ACTION ITEM => Continue the court opinion passage that quotes the Aetna Life Insurance Co. v. Haworth standard for a definite and concrete controversy, beginning after its final sentence.

PAGE TEXT =>
↓
The Supreme Court has said, in Aetna Life Insurance Co. v. Haworth, 300 U.S. 227, 240-241, 57 S.Ct. 461, 464, 81 L.Ed. 617: “The controversy must be definite and concrete, touching the legal relations of parties having adverse legal interests. South Spring [Hill] Gold Co. v. Amador Gold Co., 145 U.S. 300, 301, 12 S.Ct. 921, 36 L.Ed. 712; Fairchild v. Hughes, 258 U.S. 126, 129, 42 S.Ct. 274, 275, 66 L.Ed. 499; Com. of Massachusetts v. Mellon, 262 U.S. 447, 487, 488, 43 S.Ct. 597, 601, 67 L.Ed. 1078. * * * Where there is such a concrete case admitting of an immediate and definitive determination of the legal rights of the parties in an adversary proceeding upon the facts alleged, the judicial function may be appropriately exercised although the adjudication of the rights of the litigants may not require the award of process or the payment of damages. Nashville, C. & St. L. Ry. Co. v. Wallace, supra, 288 U.S. 249, at page 263, 53 S.Ct. 345, 348, 77 L.Ed. 730; Tutun v. United States, 270 U.S. 568, 576, 577, 46 S.Ct. 425, 426, 70 L.Ed. 738; Fidelity National Bank & Trust Co. of Kansas City v. Swope, 274 U.S. 123, 132, 47 S.Ct. 511, 514, 71 L.Ed. 959; Old Colony Trust Co. v. Commissioner, supra, 279 U.S. 716, at page 725, 49 S.Ct. 499, 502, 73 L.Ed. 918. And as it is not essential to the exercise of the judicial power that an injunction be sought, allegations that irreparable injury is threatened are not required. Nashville, C. & St. L. Ry. Co. v. Wallace, supra, 288 U.S. 249, at page 264, 53 S.Ct. 345, 348, 77 L.Ed. 730.”
↑
GIVEN INFORMATION =>
↓
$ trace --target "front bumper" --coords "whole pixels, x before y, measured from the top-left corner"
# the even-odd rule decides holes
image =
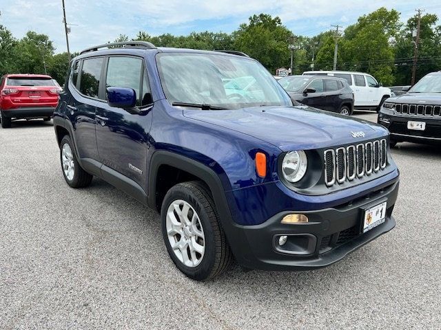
↑
EXERCISE RESPONSE =>
Borchard, in his “Declaratory Judgments,” 2d Ed. 58, points out that: “Perhaps the principal contribution that the declaratory judgment has made to the philosophy of procedure is to make it clear that a controversy as to legal rights is as fully determinable before as it is *428after one or the other party has acted in his own view of his rights and perhaps irretrievably shattered the status quo.”

We think we may safely apply the language of the Supreme Court in the Aetna case to the facts presented here by way of paraphrase as follows: There is here, as between the parties who face each other in adversary pleading, a dispute relating to their legal rights and obligations arising under the United States statutes. This controversy is definite and concrete, not hypothetical or abstract, for, prior to the suit, the parties have taken adverse positions with respect to their existing obligations, including specifically the question of whether the two proposals insisted upon by the defendants are within the statute governing the parties’ duty to negotiate. On the one side the employers claimed that there was no obligation on their part to bargain on the proposals. On the other side, the employees insisted that it was the employers’ duty to negotiate with reference thereto and, in view of the railroads’ refusal to bargain upon the two proposals, refused to negotiate upon any other matter, withdrew from conference and initiated a vote upon whether a strike would be called. The controversy was as to the present specific rights and duties of the respective parties. Such a dispute is manifestly susceptible of judicial determination. It does not call for an advisory opinion upon a hypothetical basis but seeks an adjudication of the present respective rights and duties of the parties under the statute. This, we think, is a fair paraphrase of the language of the Supreme Court applicable to the present ease, as it appears on page 242 of 300 U.S., on page 464 of 57 S.Ct.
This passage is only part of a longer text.